Text block:
:::::

1

What is the time complexity of Python's for in iteration construction with a string?

E.g.,

for s in 'test':
   ...  # s = 't', 'e', 's', 't'

What is the total runtime of the loop?

Edit: I see I was confusing Python's string slice lookup with string iteration. Its index lookup is O(1) and it iterates at O(1), so the total loop should be O(n), same as a list.

Union find
  • 7,759
  • 13
  • 60
  • 111
  • 1
    "_The lookup time of a single index in a string is O(n)_". String indexing [should be O(1)](https://stackoverflow.com/a/41173143/5648954) – Nick Parsons Jan 11 '20 at 03:56
  • 1
    I see, thanks. Then the loop is O(n). Getting confused by Python string immutability. – Union find Jan 11 '20 at 03:58
  • @NickParsons Were you just commenting on that quote, or do you think that's relevant for the question? I don't think it is. This is not an index loop. Even if indexing wasn't O(1) because for example Python used variable-size characters or a linked list of characters, the *iterator* could still go through the string in O(n) because it remembers where it's at. – Kelly Bundy Jan 11 '20 at 04:28
  • @HeapOverflow it was more just a general observation. I'm not a python expert so I'm not aware of how an iterator for a string is implemented. But, if the iterator's next method were to use an index to get the next value and that index loop-up took O(n) then I would imagine the t.c to be O(n^2). – Nick Parsons Jan 11 '20 at 06:14
  • 1
    @NickParsons If you're interested about the iterator's implementation, see my answer's new section "Back to time complexity of string iteration". Summary: It does use an index, but if that wasn't O(1), I'm certain the iterator would use something else instead that would be O(1), as it has the advantage of keeping its state. So the whole iteration would still be O(n). But yeah, *if* index lookup took O(n) *and* the iterator used that, the iteration would take O(n^2). Though for that to happen, the Python implementers would need to be total noobs :-) – Kelly Bundy Jan 11 '20 at 16:08

2 Answers2

3

It's O(n), but the index lookup argument is a red herring.

:::::

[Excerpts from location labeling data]
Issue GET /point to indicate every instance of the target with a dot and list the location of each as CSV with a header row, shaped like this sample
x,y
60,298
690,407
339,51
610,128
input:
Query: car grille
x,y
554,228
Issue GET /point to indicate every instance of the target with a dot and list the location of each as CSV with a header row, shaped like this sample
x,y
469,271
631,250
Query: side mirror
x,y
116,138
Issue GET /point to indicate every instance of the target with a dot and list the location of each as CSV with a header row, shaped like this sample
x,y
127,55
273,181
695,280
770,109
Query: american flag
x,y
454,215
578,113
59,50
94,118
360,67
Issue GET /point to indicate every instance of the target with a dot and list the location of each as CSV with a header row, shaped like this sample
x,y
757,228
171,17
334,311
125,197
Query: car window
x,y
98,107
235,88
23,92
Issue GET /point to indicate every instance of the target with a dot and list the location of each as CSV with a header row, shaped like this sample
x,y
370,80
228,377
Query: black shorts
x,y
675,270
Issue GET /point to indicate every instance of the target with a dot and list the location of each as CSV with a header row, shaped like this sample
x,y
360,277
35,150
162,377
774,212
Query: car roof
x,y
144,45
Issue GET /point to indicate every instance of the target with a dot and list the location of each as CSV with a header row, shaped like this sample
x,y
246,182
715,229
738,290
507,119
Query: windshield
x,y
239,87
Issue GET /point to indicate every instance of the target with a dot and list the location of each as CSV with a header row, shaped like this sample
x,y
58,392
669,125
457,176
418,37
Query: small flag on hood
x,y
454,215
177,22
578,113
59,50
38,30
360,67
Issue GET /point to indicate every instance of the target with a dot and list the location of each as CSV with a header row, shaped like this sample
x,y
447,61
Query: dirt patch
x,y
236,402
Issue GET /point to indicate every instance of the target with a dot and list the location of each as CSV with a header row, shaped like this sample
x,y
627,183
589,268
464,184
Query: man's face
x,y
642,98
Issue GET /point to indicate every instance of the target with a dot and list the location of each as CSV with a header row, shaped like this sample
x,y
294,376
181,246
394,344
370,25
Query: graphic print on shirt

:::::

Problem 1: In the thread on Python string iteration, what total runtime does the asker's edit give for the loop?
Problem 2: Continue the thread on Python string iteration from where it stops.
The records come from a separate source.

Task response 1: O(n), the same as for a list.

Task response 2:
How iteration works

Index lookup speed would matter if you did this:

for index in range(len(mystring)):
    char = mystring[index]
    ...

But you're not using indexes. You're using an iterator, more precisely a string iterator:

>>> iter('test')
<str_iterator object at 0x03569820>

That iterator remembers where it is in the string (any way it likes, doesn't need to be an "index"). And can be repeatedly asked for the next character:

>>> it = iter('test')
>>> next(it)
't'
>>> next(it)
'e'
>>> next(it)
's'
>>> next(it)
't'
>>> next(it)
Traceback (most recent call last):
  File "<pyshell#200>", line 1, in <module>
    next(it)
StopIteration

That's what the for-loop does. It creates that iterator and then repeatedly asks it for the next value until the iterator tells it to stop. And every value it gets from the iterator, it gives to your code in the variable you named. In other words, the for-loop is really just a middle-man between the iterator and your code in the loop body.

In contrast to strings, imagine a simple linked list. Index lookup in the linked list takes O(n), as every lookup requires walking from the start of the linked list to the desired node. But you can still easily do a full iteration in O(n), right? And an iterator object would keep a reference to the next node, so it would provide it in O(1) time (and then move its reference forward). So for a linked list, a for-loop using indexes would take O(n2) but a normal pythonic for-loop (implicitly using a linked list iterator) would be O(n).

You can even mimic a for-loop with a while-loop and an explicit iterator you handle yourself instead of letting a for-loop handle it for you. Instead of

for char in 'test':
    print(char)

do this:

it = iter('test')
while True:
    try:
        char = next(it)
    except StopIteration:
        break
    print(char)

That prints this:

t
e
s
t

Back to time complexity of string iteration

Let's look at the source code. I'm not super familiar with it, but I'll describe what I believe. Remember it's a str_iterator? What's str in Python 3 is called unicode in Python 2, and that's still the name in the C source code of Python 3. So in unicodeobject.c we find the string "str_iterator", and it's in the "Unicode Iterator" section. Excerpts:

/********************* Unicode Iterator **************************/

typedef struct {
    ...
    Py_ssize_t it_index;
    PyObject *it_seq;    /* Set to NULL when iterator is exhausted */
} unicodeiterobject;
...
unicodeiter_next(unicodeiterobject *it)
{
    ...
    seq = it->it_seq;
      ...
        void *data = PyUnicode_DATA(seq);
        Py_UCS4 chr = PyUnicode_READ(kind, data, it->it_index);
        item = PyUnicode_FromOrdinal(chr);
        if (item != NULL)
            ++it->it_index;
        return item;
    ...
}
...
PyTypeObject PyUnicodeIter_Type = {
    ...
    "str_iterator",         /* tp_name */
   ...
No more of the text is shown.